# Zu prüfender Text
-----
Das systemische Denken entstand als Produkt einer Evolution des menschlichen Denkens und Fühlens, verbunden mit sehr umfassenden Veränderungen in der Sicht von der Welt und dem, was darin geschieht. Die zunächst ingenieurwissenschaftliche Betrachtungsweise von regelhaften Rückkopplungseffekten in technischen Systemen (Kybernetik) wirkte als Katalysator des Denkens auch in den Humanwissenschaften. Die Entwicklung systemischen Denkens lässt sich nach unserer Auffassung keiner einzelnen Person zuschreiben, und ihre Anfänge entspringen einer Art Zeitgeist, der in Kommunikationstheorie (Bateson, Watzlawik, Förster, Maturana u. a.), Familientherapie (Minuchin, Palazzoli, Satir u.a.) und dem philosophischen Konstruktivismus seinen Ursprung haben könnte.
Systemisches Counseling versteht sich als Haltung und Methode zugleich. Gemeint ist damit eine erkenntnistheoretische Sichtweise, die eher zur Verbindung als zur Trennung einlädt, eher zum Einschließen als zum Ausschließen, zum anderen eine Methode des Beratungshandelns.
Einige Kerneinsichten systemisch-konstruktivistischen Denkens:
Der Mensch »erfindet« seine Wirklichkeitswahrnehmung. Wir verstehen Lebewesen als autonome, selbstorganisierte und selbstregulierte Systeme. Sie sind nicht instruierbar.
Subjektabhängige Wahrnehmungen, nicht objektive Kriterien bestimmen den Umfang des Sinn- oder Problemsystems.
Das aufklärende Verstehen des »Wie« und »Wozu« einer bisherigen leidvollen Lösung (Problem), weniger ein Streit um das »Warum«
»Psychische Störungen« nicht mehr nur als individuelle Prozesse gesehen. Der Begriff »Krankheit« selbst war (und ist) nicht mehr angemessen für Phänomene, die offensichtlich mit sozialen Prozessen eng verbunden sind.
Wir verwenden den Begriff Systemisches Counseling — im Bereich der Psychotherapie als »Systemische Therapie« bekannt — als Bezeichnung für eine Methode des Beratungshandelns, die vor etwa 50 Jahren als »Familientherapie« bekannt wurde und sich im Laufe der Zeit von dort her weiterentwickelt hat. Wir sprechen heute eher von systemischem Counseling (pädagogisch-therapeutischem Beraten) bzw. systemischem Denken als von »Familientherapie«. Diese Erweiterung des Sprachgebrauchs soll zum einen verdeutlichen, dass es nicht zwangsläufig die Familie sein muss, die im Zentrum der Aufmerksamkeit steht, zum anderen, dass die Arbeitsfelder neben der Beratungsarbeit im Gesundheits-, Sozial- und Erziehungswesen auch in Supervision und Organisationsberatung bis hin zur Politik liegen.
-----
# Bereitgestellte Angaben
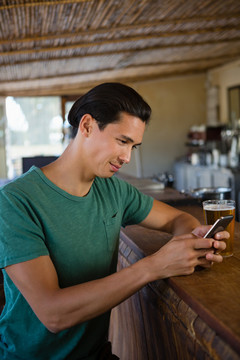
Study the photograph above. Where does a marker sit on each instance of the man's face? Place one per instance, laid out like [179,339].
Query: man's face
[112,147]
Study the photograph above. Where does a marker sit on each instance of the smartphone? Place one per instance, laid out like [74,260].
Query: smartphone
[219,225]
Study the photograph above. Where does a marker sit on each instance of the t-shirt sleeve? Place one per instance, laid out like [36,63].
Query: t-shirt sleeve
[21,235]
[136,205]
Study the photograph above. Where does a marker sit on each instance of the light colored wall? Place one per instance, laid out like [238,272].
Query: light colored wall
[224,77]
[177,104]
[3,167]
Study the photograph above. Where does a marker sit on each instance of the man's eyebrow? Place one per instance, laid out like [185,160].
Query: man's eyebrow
[127,138]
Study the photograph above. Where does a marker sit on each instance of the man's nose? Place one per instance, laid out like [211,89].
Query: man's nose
[125,157]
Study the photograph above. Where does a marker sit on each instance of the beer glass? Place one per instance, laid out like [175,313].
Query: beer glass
[213,210]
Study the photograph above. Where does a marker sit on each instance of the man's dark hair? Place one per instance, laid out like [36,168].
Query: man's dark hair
[106,102]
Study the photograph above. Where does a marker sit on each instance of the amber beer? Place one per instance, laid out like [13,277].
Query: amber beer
[213,210]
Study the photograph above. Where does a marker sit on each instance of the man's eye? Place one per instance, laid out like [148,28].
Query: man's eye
[122,141]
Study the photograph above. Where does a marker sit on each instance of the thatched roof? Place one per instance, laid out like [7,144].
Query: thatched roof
[58,47]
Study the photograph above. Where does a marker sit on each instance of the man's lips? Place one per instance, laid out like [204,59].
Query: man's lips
[115,167]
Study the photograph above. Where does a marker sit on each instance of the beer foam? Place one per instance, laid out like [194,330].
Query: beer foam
[218,207]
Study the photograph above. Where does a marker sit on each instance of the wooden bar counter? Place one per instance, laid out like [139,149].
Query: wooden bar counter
[185,317]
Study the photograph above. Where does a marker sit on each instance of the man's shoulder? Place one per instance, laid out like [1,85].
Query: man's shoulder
[113,182]
[20,184]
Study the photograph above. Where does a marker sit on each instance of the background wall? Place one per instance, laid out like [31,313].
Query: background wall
[225,77]
[177,104]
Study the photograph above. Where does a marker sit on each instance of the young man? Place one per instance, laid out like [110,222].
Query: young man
[59,231]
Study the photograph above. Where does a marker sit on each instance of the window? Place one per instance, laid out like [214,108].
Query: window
[34,128]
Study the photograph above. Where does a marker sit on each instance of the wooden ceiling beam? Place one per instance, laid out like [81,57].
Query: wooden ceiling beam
[41,3]
[99,43]
[158,34]
[196,63]
[229,56]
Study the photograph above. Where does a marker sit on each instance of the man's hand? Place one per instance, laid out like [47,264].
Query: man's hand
[183,253]
[218,244]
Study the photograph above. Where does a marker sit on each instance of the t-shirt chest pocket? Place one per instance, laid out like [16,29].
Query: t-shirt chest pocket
[112,225]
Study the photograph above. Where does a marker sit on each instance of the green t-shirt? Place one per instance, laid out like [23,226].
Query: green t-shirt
[81,235]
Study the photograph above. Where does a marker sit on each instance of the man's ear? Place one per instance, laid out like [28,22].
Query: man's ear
[86,125]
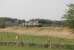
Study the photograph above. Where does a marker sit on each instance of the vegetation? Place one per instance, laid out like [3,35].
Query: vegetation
[69,16]
[35,42]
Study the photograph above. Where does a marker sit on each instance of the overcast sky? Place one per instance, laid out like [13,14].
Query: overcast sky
[28,9]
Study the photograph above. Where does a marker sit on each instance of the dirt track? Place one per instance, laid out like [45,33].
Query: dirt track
[43,31]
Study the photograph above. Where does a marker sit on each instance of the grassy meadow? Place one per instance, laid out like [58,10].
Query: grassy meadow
[10,36]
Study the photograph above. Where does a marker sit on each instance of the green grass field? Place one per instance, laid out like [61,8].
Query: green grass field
[69,43]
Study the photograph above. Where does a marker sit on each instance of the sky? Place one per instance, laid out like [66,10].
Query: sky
[32,9]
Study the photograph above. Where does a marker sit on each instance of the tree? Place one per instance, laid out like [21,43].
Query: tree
[69,16]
-----
# Gestellte Aufgabe
Schreiben Sie aus dem Text über systemisches Counseling die Stelle von „Einige Kerneinsichten systemisch-konstruktivistischen“ bis „Sinn- oder Problemsystems.“ wortgetreu ab.

# Schriftliche Lösung
Einige Kerneinsichten systemisch-konstruktivistischen Denkens:
Der Mensch »erfindet« seine Wirklichkeitswahrnehmung. Wir verstehen Lebewesen als autonome, selbstorganisierte und selbstregulierte Systeme. Sie sind nicht instruierbar.
Subjektabhängige Wahrnehmungen, nicht objektive Kriterien bestimmen den Umfang des Sinn- oder Problemsystems.